EXERCISE GOAL
Copy out every record precisely.

THE INPUT
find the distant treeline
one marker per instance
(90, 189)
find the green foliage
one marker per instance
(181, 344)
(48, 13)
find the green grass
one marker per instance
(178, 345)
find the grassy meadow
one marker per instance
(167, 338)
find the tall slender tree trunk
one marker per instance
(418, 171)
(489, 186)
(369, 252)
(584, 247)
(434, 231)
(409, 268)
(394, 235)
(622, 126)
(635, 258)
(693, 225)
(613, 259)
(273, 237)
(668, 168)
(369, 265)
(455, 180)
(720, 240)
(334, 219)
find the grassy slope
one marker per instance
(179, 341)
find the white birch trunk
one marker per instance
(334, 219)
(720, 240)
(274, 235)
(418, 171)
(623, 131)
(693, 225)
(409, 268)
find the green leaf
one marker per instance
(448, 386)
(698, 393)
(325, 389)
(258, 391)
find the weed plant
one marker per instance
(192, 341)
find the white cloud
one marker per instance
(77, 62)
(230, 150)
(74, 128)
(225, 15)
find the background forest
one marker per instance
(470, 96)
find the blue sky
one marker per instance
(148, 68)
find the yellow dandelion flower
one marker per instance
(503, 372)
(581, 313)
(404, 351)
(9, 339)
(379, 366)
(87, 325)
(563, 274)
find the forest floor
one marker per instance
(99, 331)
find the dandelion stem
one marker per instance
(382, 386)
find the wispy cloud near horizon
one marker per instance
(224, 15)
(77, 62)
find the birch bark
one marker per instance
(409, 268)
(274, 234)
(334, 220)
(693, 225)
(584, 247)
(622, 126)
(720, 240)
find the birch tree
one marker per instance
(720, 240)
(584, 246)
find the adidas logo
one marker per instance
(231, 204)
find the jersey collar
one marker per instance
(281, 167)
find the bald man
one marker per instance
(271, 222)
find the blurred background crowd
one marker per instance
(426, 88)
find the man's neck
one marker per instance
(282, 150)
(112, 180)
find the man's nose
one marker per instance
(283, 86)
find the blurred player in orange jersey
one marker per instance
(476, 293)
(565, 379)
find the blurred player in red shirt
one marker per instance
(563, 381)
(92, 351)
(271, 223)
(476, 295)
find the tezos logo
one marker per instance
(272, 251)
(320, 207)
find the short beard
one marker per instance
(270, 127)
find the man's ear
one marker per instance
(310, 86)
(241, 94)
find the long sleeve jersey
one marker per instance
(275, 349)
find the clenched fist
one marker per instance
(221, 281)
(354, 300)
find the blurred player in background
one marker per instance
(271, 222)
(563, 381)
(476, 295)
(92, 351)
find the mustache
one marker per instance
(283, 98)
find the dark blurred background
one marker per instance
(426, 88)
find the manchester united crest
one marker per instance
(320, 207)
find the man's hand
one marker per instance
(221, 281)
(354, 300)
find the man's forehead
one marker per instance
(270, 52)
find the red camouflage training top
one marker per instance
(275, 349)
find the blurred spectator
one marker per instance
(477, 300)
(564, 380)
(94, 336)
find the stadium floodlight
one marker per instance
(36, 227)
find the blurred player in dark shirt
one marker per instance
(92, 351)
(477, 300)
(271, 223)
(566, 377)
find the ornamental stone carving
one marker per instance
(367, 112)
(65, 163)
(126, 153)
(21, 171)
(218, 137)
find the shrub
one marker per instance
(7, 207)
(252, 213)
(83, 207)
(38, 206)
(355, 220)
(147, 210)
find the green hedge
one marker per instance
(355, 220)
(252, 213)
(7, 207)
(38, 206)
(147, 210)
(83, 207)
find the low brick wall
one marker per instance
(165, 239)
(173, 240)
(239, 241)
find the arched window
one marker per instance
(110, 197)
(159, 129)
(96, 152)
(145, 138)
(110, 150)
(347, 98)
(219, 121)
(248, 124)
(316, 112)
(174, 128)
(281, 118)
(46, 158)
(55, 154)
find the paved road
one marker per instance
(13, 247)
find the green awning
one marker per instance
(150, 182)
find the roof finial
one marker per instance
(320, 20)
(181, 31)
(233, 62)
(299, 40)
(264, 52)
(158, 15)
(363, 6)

EXPECTED ANSWER
find the distant treeline
one marker per instance
(90, 189)
find the green foliage
one marker per instance
(181, 344)
(48, 13)
find the green grass
one marker per instance
(178, 345)
find the grassy meadow
one marker per instance
(167, 338)
find the tall slender tree trunk
one marker per instance
(418, 171)
(489, 186)
(369, 252)
(584, 247)
(434, 231)
(409, 268)
(394, 235)
(622, 126)
(635, 258)
(693, 225)
(613, 259)
(273, 237)
(668, 168)
(369, 265)
(455, 180)
(720, 240)
(334, 219)
find the grassy slope
one marker per instance
(179, 341)
find the white birch trunk
one marker per instance
(334, 219)
(720, 240)
(274, 235)
(418, 171)
(623, 131)
(693, 225)
(409, 268)
find the green leaf
one marker per instance
(448, 386)
(698, 393)
(325, 389)
(258, 391)
find the weed plant
one marker per instance
(192, 341)
find the white cloud
one marker per instance
(77, 62)
(230, 150)
(74, 128)
(225, 15)
find the background forest
one marker per instance
(470, 96)
find the blue sky
one marker per instance
(148, 68)
find the yellow dandelion flower
one marker per instance
(503, 372)
(581, 313)
(404, 351)
(9, 339)
(379, 366)
(87, 325)
(563, 274)
find the forest floor
one marker per instance
(99, 331)
find the dandelion stem
one marker per instance
(382, 386)
find the wispy cloud near horizon
one marker per instance
(224, 15)
(77, 62)
find the birch bark
one marker per instance
(409, 268)
(274, 234)
(334, 220)
(693, 225)
(584, 247)
(622, 126)
(720, 240)
find the birch tree
one marker per instance
(720, 240)
(584, 246)
find the adidas logo
one marker per instance
(231, 204)
find the jersey collar
one marker per instance
(281, 167)
find the bald man
one marker per instance
(271, 222)
find the blurred background crowd
one marker per instance
(426, 88)
find the man's neck
one marker per instance
(282, 150)
(112, 180)
find the man's nose
one marker per instance
(283, 86)
find the blurred player in orange jersey
one marker per instance
(476, 293)
(565, 379)
find the blurred player in red shirt
one marker per instance
(563, 381)
(92, 351)
(271, 223)
(476, 295)
find the tezos logo
one marker per instance
(272, 251)
(320, 207)
find the short beard
one marker per instance
(270, 127)
find the man's ear
one marker per instance
(310, 86)
(241, 94)
find the long sleeve jersey
one marker per instance
(275, 349)
find the clenched fist
one marker per instance
(221, 281)
(354, 300)
find the blurred player in background
one marker per instance
(271, 222)
(563, 381)
(476, 295)
(92, 351)
find the mustache
one marker per instance
(283, 98)
find the dark blurred background
one marker per instance
(426, 88)
find the manchester united crest
one marker per instance
(320, 207)
find the man's hand
one marker per instance
(221, 281)
(354, 300)
find the man's forehead
one marker per instance
(270, 52)
find the red camouflage training top
one marker per instance
(275, 349)
find the blurred spectator
one marker per instance
(477, 300)
(564, 380)
(94, 336)
find the stadium floodlight
one marker per instance
(36, 227)
find the blurred player in dark shirt
one marker per instance
(92, 351)
(477, 300)
(271, 223)
(566, 377)
find the ornamental stone carving
one marker per instance
(367, 112)
(65, 163)
(126, 153)
(21, 171)
(218, 137)
find the shrub
one marker per instance
(7, 207)
(252, 213)
(83, 207)
(38, 206)
(355, 220)
(147, 210)
find the green hedge
one marker per instance
(355, 220)
(252, 213)
(7, 207)
(38, 206)
(147, 210)
(83, 207)
find the low brick wall
one marker per instance
(165, 239)
(173, 240)
(239, 241)
find the arched window
one marker per instance
(110, 197)
(159, 129)
(96, 152)
(145, 138)
(110, 150)
(347, 98)
(219, 121)
(248, 124)
(316, 112)
(174, 128)
(281, 118)
(46, 158)
(55, 154)
find the paved road
one marker per instance
(13, 247)
find the green awning
one marker per instance
(150, 182)
find the roof finial
one marker per instance
(320, 20)
(181, 31)
(233, 62)
(299, 40)
(264, 52)
(158, 15)
(363, 6)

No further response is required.